The answer must be every line of the records below that contains the word "shoreline", copied out.

*** Opening Material provided ***

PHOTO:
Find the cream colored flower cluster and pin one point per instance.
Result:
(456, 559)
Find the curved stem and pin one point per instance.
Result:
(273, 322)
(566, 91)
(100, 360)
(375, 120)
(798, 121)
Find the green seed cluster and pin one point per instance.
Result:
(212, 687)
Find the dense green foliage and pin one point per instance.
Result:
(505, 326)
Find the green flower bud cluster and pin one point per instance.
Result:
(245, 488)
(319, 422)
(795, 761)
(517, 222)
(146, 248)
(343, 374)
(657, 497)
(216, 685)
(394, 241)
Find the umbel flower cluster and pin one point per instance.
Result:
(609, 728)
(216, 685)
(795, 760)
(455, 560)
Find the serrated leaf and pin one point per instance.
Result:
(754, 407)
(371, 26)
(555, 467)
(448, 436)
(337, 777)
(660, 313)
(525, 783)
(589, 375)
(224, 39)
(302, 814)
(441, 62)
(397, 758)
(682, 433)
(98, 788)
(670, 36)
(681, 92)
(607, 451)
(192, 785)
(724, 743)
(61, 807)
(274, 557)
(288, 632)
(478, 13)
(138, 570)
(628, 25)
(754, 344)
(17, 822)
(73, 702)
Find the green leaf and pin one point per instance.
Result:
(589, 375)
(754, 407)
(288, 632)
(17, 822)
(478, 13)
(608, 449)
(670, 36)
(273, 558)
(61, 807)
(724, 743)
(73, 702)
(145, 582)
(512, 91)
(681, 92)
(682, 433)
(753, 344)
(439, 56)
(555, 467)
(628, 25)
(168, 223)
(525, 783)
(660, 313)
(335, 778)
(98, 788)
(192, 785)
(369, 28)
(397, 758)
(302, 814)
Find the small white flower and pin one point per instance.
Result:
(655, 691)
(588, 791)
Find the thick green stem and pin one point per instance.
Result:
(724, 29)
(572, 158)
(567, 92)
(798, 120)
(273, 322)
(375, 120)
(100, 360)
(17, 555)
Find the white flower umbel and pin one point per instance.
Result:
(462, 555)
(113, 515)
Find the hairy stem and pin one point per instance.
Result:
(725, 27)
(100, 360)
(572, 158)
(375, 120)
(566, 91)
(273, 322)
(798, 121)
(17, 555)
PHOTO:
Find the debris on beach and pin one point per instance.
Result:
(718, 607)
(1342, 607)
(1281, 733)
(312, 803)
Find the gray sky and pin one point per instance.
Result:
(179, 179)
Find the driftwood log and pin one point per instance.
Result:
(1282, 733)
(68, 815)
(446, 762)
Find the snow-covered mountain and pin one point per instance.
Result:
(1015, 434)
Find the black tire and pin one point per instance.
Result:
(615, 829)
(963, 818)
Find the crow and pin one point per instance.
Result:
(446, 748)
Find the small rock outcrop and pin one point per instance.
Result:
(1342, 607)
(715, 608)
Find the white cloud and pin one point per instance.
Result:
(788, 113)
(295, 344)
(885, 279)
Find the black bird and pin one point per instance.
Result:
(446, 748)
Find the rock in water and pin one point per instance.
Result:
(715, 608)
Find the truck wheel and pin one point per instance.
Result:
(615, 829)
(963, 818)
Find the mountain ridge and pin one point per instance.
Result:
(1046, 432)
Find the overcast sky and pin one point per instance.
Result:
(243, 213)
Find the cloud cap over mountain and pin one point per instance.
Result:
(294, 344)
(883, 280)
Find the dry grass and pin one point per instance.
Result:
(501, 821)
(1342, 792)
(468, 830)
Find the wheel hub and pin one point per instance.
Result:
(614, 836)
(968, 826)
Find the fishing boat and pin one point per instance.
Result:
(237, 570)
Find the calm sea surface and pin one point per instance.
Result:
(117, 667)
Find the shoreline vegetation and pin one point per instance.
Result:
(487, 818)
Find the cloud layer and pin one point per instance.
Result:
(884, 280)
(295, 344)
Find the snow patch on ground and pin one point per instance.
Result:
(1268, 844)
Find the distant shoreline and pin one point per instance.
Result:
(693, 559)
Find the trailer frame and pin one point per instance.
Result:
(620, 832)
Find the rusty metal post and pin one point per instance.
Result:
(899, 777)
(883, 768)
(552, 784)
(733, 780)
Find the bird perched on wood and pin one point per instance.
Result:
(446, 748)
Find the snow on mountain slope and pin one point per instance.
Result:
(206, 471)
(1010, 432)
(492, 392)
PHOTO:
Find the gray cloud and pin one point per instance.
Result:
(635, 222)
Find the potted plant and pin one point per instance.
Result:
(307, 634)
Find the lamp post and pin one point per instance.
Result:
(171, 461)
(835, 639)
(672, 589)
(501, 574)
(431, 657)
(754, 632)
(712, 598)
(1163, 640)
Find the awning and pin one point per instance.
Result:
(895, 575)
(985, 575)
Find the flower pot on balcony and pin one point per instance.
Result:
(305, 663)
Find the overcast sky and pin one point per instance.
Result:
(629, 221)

*** Closing Material provided ***

Exercise solution:
Find the shoreline vegetation and pin one point per instance.
Find the distant shoreline and pin one point per instance.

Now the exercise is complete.